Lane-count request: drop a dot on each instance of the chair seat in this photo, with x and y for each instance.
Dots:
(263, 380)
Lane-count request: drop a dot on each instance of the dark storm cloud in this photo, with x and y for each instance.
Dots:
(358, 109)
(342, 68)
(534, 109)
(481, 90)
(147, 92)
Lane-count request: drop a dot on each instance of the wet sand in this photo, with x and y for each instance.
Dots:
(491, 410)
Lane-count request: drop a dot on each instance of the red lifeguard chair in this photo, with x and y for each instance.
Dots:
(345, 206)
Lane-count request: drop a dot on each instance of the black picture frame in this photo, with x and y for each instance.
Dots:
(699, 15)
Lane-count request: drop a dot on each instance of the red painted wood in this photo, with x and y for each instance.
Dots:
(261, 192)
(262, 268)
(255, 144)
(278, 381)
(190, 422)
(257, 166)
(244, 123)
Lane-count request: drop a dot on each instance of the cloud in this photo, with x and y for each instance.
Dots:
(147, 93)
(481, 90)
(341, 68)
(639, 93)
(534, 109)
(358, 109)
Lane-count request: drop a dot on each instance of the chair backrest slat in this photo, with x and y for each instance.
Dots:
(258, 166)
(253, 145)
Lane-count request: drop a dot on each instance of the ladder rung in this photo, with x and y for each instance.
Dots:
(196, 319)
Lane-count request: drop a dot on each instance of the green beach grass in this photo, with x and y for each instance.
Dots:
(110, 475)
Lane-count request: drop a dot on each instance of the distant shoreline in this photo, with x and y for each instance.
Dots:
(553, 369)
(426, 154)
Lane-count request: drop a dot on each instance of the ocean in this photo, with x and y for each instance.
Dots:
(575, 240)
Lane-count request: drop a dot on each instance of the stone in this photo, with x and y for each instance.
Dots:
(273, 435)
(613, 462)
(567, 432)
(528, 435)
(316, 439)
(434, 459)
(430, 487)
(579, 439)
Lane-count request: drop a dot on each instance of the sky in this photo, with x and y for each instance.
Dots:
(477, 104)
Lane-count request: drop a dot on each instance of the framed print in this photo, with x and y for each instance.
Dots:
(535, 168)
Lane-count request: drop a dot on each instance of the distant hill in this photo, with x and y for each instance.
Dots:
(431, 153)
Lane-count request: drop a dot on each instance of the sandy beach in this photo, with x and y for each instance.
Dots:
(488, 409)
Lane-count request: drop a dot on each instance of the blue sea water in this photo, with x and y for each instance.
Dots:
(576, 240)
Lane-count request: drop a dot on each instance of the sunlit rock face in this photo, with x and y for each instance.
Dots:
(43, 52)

= = = = = = =

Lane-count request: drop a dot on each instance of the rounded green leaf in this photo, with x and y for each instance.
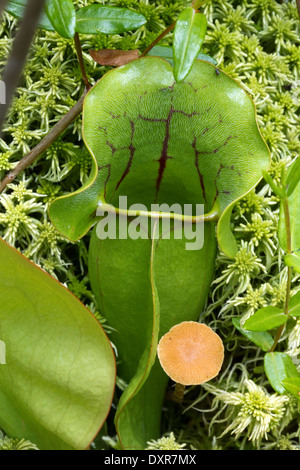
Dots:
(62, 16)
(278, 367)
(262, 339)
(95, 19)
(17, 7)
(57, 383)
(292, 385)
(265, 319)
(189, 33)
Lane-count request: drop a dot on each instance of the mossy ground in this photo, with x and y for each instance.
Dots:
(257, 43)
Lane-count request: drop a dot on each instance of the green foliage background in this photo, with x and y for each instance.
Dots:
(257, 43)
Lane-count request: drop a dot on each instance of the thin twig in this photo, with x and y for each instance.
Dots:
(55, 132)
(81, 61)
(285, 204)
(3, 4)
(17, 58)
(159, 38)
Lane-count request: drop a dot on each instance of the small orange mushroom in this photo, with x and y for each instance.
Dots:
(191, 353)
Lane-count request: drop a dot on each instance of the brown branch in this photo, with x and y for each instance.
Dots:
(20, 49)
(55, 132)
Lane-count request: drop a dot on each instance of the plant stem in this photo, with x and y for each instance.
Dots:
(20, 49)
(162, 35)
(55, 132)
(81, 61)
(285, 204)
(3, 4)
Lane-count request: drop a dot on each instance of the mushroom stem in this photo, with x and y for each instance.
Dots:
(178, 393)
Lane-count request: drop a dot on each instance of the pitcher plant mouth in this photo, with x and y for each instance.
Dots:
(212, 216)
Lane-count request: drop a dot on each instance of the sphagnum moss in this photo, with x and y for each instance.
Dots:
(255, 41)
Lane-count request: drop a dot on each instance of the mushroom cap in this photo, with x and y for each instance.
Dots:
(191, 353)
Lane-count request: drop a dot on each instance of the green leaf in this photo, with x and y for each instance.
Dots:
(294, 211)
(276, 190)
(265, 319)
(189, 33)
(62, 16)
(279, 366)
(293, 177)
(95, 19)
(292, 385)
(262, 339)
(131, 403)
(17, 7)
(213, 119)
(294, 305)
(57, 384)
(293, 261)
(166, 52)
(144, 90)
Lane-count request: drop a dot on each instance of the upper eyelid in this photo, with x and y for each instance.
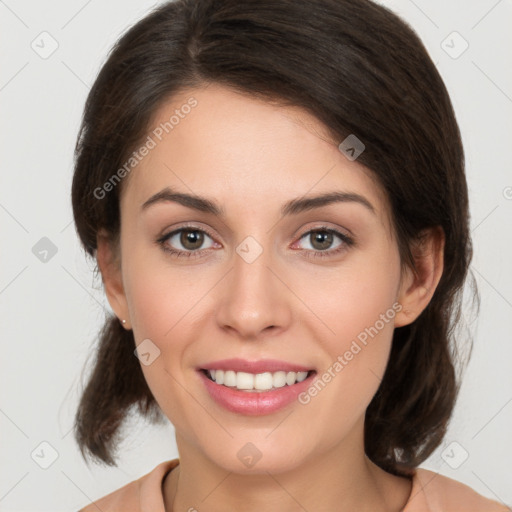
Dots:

= = = = = = =

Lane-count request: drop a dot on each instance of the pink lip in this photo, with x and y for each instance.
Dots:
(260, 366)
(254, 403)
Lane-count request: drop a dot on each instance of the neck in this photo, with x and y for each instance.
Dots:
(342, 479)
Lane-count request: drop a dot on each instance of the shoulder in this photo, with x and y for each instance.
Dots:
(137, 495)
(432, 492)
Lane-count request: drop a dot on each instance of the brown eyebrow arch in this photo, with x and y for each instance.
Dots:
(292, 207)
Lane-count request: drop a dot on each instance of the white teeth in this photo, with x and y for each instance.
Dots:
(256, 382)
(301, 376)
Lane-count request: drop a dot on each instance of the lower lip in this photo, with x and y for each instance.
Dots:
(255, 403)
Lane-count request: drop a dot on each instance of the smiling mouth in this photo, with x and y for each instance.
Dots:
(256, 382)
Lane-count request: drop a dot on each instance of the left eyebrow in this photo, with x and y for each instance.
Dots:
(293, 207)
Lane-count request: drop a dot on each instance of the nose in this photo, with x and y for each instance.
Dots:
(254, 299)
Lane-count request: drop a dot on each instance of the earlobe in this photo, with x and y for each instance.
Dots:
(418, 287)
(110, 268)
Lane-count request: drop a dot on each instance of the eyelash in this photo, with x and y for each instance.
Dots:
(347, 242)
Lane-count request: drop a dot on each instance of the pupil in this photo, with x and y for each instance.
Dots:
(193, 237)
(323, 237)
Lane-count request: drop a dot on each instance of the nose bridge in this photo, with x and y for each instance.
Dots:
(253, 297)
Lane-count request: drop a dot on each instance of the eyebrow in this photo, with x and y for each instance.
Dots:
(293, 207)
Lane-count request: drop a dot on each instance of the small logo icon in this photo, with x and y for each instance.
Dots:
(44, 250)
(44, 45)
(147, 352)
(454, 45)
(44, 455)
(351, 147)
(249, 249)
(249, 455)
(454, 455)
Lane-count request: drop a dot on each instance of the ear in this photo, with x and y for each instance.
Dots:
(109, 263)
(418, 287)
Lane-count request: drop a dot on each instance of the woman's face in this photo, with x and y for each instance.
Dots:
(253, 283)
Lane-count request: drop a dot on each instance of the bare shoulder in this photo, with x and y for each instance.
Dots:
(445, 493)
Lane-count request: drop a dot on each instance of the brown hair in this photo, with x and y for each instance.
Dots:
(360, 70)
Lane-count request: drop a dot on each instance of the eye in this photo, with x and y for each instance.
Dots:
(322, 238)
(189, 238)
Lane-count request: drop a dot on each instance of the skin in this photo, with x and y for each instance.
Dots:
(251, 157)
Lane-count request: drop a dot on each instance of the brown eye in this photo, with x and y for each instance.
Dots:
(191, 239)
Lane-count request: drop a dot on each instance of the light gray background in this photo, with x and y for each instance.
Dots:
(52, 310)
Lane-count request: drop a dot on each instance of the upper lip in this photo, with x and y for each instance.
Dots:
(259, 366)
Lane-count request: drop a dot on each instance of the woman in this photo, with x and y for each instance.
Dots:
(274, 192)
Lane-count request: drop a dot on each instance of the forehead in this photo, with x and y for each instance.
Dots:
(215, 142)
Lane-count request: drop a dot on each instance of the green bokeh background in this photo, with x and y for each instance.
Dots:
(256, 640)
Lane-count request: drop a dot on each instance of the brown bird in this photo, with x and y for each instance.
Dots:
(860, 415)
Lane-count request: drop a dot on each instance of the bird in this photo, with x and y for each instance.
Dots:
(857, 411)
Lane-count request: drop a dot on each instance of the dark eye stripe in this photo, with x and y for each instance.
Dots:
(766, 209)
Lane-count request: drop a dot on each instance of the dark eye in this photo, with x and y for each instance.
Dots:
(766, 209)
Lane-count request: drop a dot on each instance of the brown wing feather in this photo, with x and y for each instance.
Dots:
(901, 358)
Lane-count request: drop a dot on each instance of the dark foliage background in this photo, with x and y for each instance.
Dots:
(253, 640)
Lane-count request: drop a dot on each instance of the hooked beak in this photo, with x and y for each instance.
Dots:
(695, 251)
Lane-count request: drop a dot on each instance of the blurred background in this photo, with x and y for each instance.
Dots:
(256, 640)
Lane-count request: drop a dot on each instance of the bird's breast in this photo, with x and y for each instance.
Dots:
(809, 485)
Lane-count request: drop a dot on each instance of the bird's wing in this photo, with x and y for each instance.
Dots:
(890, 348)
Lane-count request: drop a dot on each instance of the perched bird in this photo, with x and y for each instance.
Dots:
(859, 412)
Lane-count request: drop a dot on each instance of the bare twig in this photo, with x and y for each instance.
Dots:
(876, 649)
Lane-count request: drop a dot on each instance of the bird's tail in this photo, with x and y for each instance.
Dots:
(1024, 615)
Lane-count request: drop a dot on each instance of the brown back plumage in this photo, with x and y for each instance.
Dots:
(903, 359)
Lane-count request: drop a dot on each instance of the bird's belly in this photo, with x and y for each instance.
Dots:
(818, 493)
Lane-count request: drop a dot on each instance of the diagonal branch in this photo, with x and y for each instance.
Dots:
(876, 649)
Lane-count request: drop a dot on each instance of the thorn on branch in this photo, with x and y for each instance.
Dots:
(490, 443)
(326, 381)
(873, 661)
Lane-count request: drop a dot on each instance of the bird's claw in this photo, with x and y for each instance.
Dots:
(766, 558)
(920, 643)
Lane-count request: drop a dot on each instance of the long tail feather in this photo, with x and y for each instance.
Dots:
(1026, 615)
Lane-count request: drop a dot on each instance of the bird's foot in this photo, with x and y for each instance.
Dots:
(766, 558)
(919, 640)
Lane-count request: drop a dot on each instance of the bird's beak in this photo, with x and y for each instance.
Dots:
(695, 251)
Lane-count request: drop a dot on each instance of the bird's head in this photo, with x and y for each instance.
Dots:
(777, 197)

= = = = = = =

### 과제 설명
위 항목 가운데 "leaf" 문자열이 들어 있는 줄을 빠짐없이 추출하여 원문 그대로 옮겨 적으시오.

### 문제 풀이
Lane-count request: drop a dot on each instance of the rounded green leaf in this photo, with x and y for each instance.
Lane-count request: drop a dot on each instance of the green leaf in this photo, with x and y for each instance.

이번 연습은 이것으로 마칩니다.